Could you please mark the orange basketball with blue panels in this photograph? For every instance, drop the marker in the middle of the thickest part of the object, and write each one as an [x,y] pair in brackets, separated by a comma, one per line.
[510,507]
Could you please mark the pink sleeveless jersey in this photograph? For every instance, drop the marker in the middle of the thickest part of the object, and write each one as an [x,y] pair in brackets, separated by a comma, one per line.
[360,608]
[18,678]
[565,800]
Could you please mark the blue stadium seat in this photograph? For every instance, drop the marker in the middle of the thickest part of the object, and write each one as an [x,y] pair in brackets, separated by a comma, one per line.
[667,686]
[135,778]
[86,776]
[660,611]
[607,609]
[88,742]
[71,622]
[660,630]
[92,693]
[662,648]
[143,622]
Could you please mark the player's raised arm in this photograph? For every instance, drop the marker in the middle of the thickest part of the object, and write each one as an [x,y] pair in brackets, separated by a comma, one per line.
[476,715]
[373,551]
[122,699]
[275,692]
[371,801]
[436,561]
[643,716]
────────────────
EXERCISE REQUIREMENTS
Rewrite every line of the material above, swapping "marker" for "pin" wherever it appears and leaving everything else as it is.

PROBLEM SOLUTION
Could you please mark the orange basketball with blue panels in this photograph? For every instance, drop the pin in the middle of the thickest part of the object, and write each one as an [x,y] pair in brackets, separated by a comma, one per line.
[510,507]
Could you please mark the pink sleeveless jersey in this photograph? For every instance, drop the pin in the middle of the thickest part of the object, and write each one as an [x,y] pair in brackets, separated by a comma, one per line.
[360,608]
[18,678]
[565,800]
Could you please mark the blue stadium seat in this photograph? For every instance, drop the pin in the middle of the thickest part of the object, and write each one as an [x,y] pair in brackets, separated by a comma, one per line.
[667,686]
[135,778]
[86,776]
[660,611]
[607,609]
[88,742]
[71,622]
[660,630]
[92,693]
[662,648]
[143,622]
Could you please mark the player's raised arm in this photograph? For every instance, drop the pin in the middle of the thickest part of the object, and write each one as an [x,y] pair in brackets, separated by a comma, one per line.
[476,715]
[373,551]
[122,699]
[275,692]
[371,801]
[436,561]
[643,716]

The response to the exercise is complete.